* _Requirements_: Reproduce the lines below word for word, leaving out the pictures.

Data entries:
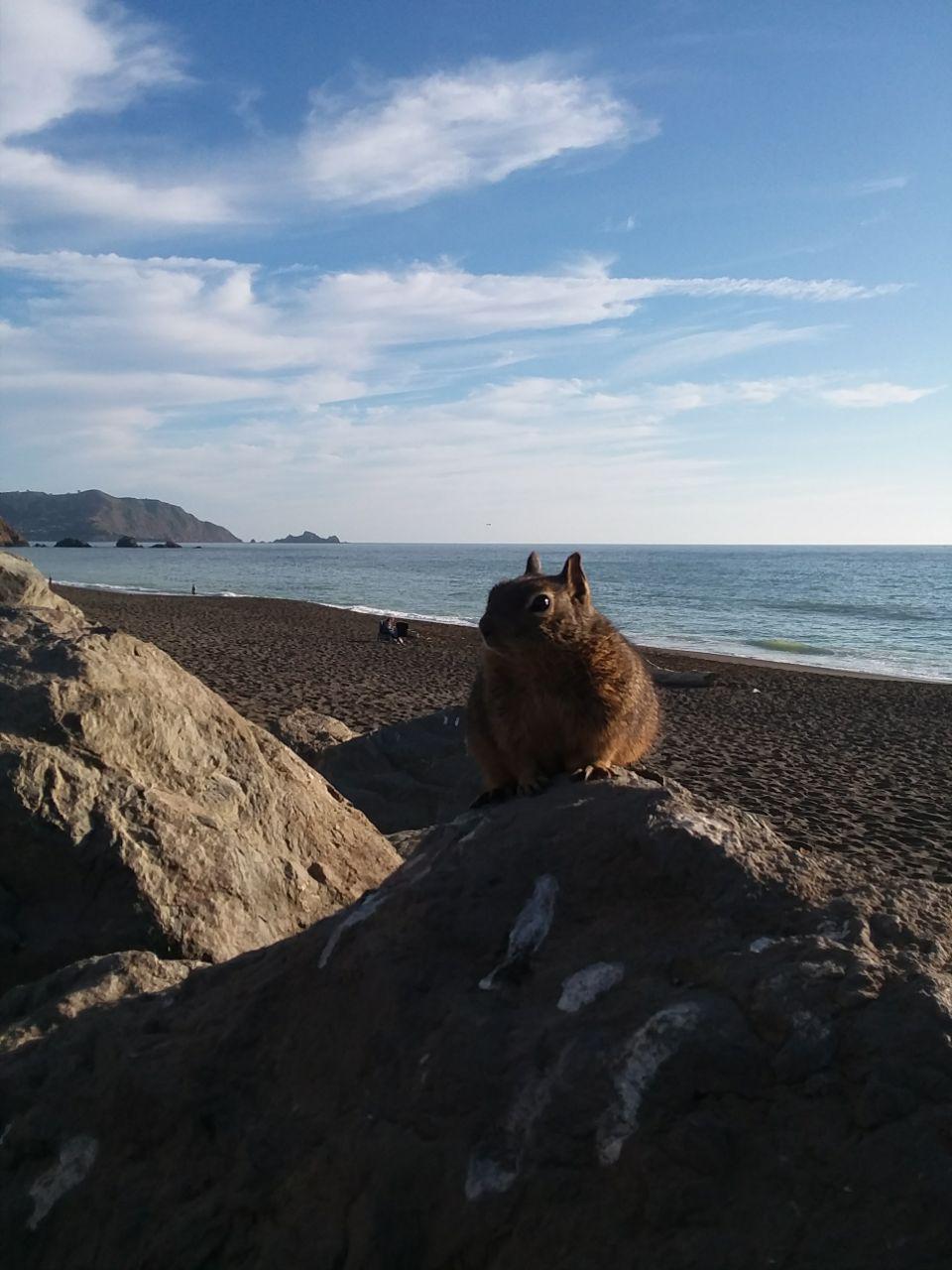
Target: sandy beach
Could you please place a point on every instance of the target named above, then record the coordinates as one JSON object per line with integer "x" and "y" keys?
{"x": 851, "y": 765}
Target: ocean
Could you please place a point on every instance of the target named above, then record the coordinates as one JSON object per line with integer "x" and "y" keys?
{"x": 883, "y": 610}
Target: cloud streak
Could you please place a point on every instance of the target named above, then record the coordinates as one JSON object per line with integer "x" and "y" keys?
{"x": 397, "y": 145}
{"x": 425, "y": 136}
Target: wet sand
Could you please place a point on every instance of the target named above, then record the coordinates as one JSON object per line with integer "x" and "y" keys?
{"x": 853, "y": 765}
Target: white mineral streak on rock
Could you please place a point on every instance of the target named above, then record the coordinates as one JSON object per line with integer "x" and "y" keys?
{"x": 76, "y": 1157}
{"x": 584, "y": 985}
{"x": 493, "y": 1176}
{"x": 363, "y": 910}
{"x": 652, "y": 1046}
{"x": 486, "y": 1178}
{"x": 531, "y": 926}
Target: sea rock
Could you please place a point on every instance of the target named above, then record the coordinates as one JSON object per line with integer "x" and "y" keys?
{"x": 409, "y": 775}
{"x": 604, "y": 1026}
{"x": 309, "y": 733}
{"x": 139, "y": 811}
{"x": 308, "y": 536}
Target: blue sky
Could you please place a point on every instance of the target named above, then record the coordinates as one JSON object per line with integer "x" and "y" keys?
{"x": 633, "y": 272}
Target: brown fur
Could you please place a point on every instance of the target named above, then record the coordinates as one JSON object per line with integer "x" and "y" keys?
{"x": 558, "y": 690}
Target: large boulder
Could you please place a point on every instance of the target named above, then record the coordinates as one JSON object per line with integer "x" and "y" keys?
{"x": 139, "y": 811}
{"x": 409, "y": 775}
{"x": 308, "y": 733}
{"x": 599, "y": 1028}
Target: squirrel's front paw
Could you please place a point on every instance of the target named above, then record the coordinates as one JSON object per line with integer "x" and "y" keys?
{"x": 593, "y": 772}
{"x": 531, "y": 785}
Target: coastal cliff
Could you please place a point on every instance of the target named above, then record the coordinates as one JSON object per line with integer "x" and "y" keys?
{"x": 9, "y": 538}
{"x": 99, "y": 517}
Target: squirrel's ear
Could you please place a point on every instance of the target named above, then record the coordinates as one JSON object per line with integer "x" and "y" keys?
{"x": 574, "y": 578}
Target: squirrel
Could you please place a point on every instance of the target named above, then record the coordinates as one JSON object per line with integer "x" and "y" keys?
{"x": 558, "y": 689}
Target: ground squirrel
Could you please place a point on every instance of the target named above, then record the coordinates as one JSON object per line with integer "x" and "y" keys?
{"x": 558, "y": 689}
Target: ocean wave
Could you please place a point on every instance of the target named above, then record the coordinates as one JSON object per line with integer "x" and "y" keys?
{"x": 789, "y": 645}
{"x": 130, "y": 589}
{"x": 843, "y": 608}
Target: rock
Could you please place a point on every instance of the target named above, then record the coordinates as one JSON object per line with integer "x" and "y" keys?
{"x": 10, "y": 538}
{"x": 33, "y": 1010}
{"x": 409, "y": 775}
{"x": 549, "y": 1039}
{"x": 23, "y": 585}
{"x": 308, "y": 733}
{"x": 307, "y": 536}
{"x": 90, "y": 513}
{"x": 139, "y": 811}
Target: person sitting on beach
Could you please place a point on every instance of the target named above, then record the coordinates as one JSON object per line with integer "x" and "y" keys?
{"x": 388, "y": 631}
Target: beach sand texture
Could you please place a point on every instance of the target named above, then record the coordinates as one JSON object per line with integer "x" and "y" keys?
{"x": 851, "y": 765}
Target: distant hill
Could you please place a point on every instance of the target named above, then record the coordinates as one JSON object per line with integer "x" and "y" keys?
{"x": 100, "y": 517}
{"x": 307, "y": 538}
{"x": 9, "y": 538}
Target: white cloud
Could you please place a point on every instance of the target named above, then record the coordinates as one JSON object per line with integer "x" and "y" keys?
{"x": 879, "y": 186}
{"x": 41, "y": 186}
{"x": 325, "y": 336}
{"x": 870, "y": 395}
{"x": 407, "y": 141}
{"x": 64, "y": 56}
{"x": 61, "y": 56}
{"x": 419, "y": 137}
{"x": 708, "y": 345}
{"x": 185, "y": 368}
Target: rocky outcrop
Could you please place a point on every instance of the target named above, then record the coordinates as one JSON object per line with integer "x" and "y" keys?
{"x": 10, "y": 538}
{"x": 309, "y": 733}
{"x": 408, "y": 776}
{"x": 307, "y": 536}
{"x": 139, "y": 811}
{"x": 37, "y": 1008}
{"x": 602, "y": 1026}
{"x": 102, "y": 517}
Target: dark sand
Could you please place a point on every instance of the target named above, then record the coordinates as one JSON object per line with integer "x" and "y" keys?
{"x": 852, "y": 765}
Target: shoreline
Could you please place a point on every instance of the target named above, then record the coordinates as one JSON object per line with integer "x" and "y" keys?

* _Task response_:
Target: sandy beach
Could you please place a point on every instance of the target named above, then record the coordinates as one JSON object per line with integer "x" and "y" keys?
{"x": 851, "y": 765}
Target: ocean
Could you please place a point on every instance of the target named above, then record the coordinates as one JSON object per line with integer "x" and "y" keys?
{"x": 883, "y": 610}
Target: cloud streak
Could you please place a point on every instance of the target named above, then record the coordinates as one JSON object per line with integer "x" and "y" keys?
{"x": 397, "y": 145}
{"x": 425, "y": 136}
Target: wet sand
Could you please place a point on every instance of the target named above, then record the coordinates as one JSON object per line with integer "x" and "y" keys?
{"x": 853, "y": 765}
Target: white mineral streak on rock
Could you please place a point on every instance of the target named above, then record the coordinates as one JSON object per line with integer "x" and "y" keys?
{"x": 76, "y": 1157}
{"x": 584, "y": 985}
{"x": 493, "y": 1176}
{"x": 363, "y": 910}
{"x": 652, "y": 1046}
{"x": 486, "y": 1178}
{"x": 531, "y": 926}
Target: sea rock
Could you please place a point on every instance of the target named above, then record the coordinates as one JSON object per line with integer "x" and "y" keys?
{"x": 409, "y": 775}
{"x": 604, "y": 1026}
{"x": 309, "y": 733}
{"x": 139, "y": 811}
{"x": 308, "y": 536}
Target: blue sky
Could you please place a point on every instance of the target named above, then record the coordinates as one JSON object per line with integer "x" and "y" keys?
{"x": 633, "y": 272}
Target: brown fur
Could you please place a point on every instance of the target named above, then record the coordinates as one JSON object per line with integer "x" and "y" keys?
{"x": 558, "y": 690}
Target: large boulder
Could you please place a point on every instance of the target named above, then record the coordinates as one JSON object per line with integer "x" and "y" keys?
{"x": 139, "y": 811}
{"x": 409, "y": 775}
{"x": 308, "y": 733}
{"x": 599, "y": 1028}
Target: squirrel's front paw
Could you please place a point on every instance of the target named above, then record the coordinates as one JSON object per line with integer "x" and "y" keys?
{"x": 593, "y": 772}
{"x": 531, "y": 785}
Target: coastal cliff
Could you please place a point on every instance of the target named above, then record the coordinates as one JSON object per line with integer "x" and "y" keys?
{"x": 9, "y": 538}
{"x": 99, "y": 517}
Target: squirrel's ear
Could you please place a point on every instance of the target named above, then record the coordinates as one JSON object per line with integer "x" and "y" keys?
{"x": 574, "y": 578}
Target: squirrel
Could you please place a point on every instance of the target named above, then record the coordinates as one JSON object per line with integer "x" and "y" keys?
{"x": 558, "y": 689}
Target: ground squirrel
Could you please place a point on every instance of the target named above, then record the coordinates as one JSON object per line with integer "x" and "y" keys?
{"x": 558, "y": 689}
Target: ocean wave
Could you please place a point on every instance of the target named above, then record the coordinates as one JSON object per line with integer "x" and "y" keys?
{"x": 789, "y": 645}
{"x": 130, "y": 589}
{"x": 843, "y": 608}
Target: rock
Could you please place a point on every instance of the target named above, then record the coordinates as one JSON object per line with integer "x" and "y" keys?
{"x": 10, "y": 538}
{"x": 33, "y": 1010}
{"x": 409, "y": 775}
{"x": 549, "y": 1039}
{"x": 23, "y": 585}
{"x": 308, "y": 733}
{"x": 307, "y": 536}
{"x": 90, "y": 513}
{"x": 139, "y": 811}
Target: person sitting on beach
Could you please place a point on every instance of the target named above, then record the coordinates as one JSON object per line with integer "x" and "y" keys?
{"x": 388, "y": 631}
Target: beach sand texture
Could you please place a point on every instance of the target named above, then record the coordinates as one JSON object per line with integer "x" and "y" keys?
{"x": 851, "y": 765}
Target: distant hill
Could you please place a point on every instance of the target named above, then record the coordinates as one JSON object per line with integer "x" and "y" keys?
{"x": 100, "y": 517}
{"x": 307, "y": 538}
{"x": 9, "y": 538}
Target: white cloud
Could you please place a point on every instance of the target named above, then record the coordinates as one JSON object per line with integer "x" and "y" keys?
{"x": 879, "y": 186}
{"x": 41, "y": 186}
{"x": 325, "y": 336}
{"x": 870, "y": 395}
{"x": 407, "y": 141}
{"x": 64, "y": 56}
{"x": 61, "y": 56}
{"x": 419, "y": 137}
{"x": 708, "y": 345}
{"x": 185, "y": 368}
Target: rocky outcrop
Could you please place a point on every instance of the target named above, then record the coordinates as one JSON object per line with integer "x" and "y" keys?
{"x": 10, "y": 538}
{"x": 309, "y": 733}
{"x": 408, "y": 776}
{"x": 307, "y": 536}
{"x": 139, "y": 811}
{"x": 37, "y": 1008}
{"x": 602, "y": 1026}
{"x": 102, "y": 517}
Target: dark sand
Could you please place a point on every instance of the target named above, then record the coordinates as one JSON object per line with integer "x" and "y" keys?
{"x": 852, "y": 765}
Target: shoreline
Could you please place a point on every instance of the target named above, then record the coordinates as one JSON object per line with integer "x" and "y" keys?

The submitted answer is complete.